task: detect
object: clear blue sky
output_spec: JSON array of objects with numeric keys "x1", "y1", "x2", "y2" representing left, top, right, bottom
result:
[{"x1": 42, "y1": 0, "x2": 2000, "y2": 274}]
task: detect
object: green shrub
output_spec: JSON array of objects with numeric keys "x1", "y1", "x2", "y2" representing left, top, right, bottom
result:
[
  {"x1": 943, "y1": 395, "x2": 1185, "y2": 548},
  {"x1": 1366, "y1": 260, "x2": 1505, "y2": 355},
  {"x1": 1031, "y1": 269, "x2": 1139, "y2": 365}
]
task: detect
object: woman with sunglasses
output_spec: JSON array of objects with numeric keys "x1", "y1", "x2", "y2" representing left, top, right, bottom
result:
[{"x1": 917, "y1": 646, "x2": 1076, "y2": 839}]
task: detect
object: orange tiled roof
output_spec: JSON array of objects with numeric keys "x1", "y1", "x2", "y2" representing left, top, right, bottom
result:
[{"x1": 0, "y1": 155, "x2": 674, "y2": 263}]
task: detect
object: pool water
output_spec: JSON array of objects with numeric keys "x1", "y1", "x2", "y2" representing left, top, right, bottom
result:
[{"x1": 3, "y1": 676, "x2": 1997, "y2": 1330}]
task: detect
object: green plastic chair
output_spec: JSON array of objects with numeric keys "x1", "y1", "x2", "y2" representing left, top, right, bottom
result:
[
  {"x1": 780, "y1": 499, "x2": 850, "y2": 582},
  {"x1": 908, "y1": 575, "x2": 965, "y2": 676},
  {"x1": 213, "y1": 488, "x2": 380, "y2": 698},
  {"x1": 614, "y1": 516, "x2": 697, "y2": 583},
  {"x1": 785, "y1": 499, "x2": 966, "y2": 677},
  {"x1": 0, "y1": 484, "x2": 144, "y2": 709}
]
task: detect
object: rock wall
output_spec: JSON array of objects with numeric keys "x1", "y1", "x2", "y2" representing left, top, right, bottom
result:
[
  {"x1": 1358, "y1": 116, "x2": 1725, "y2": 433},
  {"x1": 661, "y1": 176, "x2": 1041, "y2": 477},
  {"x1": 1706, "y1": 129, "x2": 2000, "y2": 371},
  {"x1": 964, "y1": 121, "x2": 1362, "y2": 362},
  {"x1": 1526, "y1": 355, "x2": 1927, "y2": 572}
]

**TASK:**
Produce the whole listing again, exactly as it reads above.

**SOLUTION TO THE PROBLEM:**
task: detect
object: clear blue sky
output_spec: JSON array of objects with numeric keys "x1", "y1", "x2", "y2" representing left, top, right, bottom
result:
[{"x1": 42, "y1": 0, "x2": 2000, "y2": 274}]
task: detect
object: green shrub
output_spec: JSON array of objects with numeric keys "x1", "y1", "x2", "y2" representing left, top, right, bottom
result:
[
  {"x1": 943, "y1": 395, "x2": 1185, "y2": 548},
  {"x1": 1366, "y1": 260, "x2": 1505, "y2": 355},
  {"x1": 1031, "y1": 269, "x2": 1139, "y2": 365}
]
task: detect
object: woman with sunglasses
output_spec: JSON array of objects with numeric keys "x1", "y1", "x2", "y2" representing left, top, right, bottom
result:
[{"x1": 917, "y1": 646, "x2": 1076, "y2": 839}]
task: detect
object: orange tiled roof
output_spec: JSON array of objects with numeric keys "x1", "y1", "x2", "y2" representing left, top, right, bottom
result:
[{"x1": 0, "y1": 155, "x2": 674, "y2": 263}]
task: detect
object: pool water
output_spec: JSON array of objects with numeric keys "x1", "y1", "x2", "y2" representing left, top, right, bottom
result:
[{"x1": 3, "y1": 676, "x2": 1997, "y2": 1330}]
task: detect
object: green plastic chair
output_spec: JSON array of objects with numeric keys "x1", "y1", "x2", "y2" representing left, top, right, bottom
result:
[
  {"x1": 780, "y1": 499, "x2": 850, "y2": 582},
  {"x1": 908, "y1": 575, "x2": 965, "y2": 676},
  {"x1": 213, "y1": 488, "x2": 380, "y2": 698},
  {"x1": 614, "y1": 516, "x2": 697, "y2": 583},
  {"x1": 785, "y1": 499, "x2": 966, "y2": 677},
  {"x1": 0, "y1": 484, "x2": 144, "y2": 709}
]
task: detect
object: rock wall
output_spec: JSON array of objects with numeric keys "x1", "y1", "x2", "y2" representing left, top, right, bottom
result:
[
  {"x1": 1358, "y1": 116, "x2": 1725, "y2": 433},
  {"x1": 661, "y1": 176, "x2": 1041, "y2": 477},
  {"x1": 1706, "y1": 129, "x2": 2000, "y2": 371},
  {"x1": 964, "y1": 121, "x2": 1362, "y2": 362},
  {"x1": 1526, "y1": 355, "x2": 1927, "y2": 572}
]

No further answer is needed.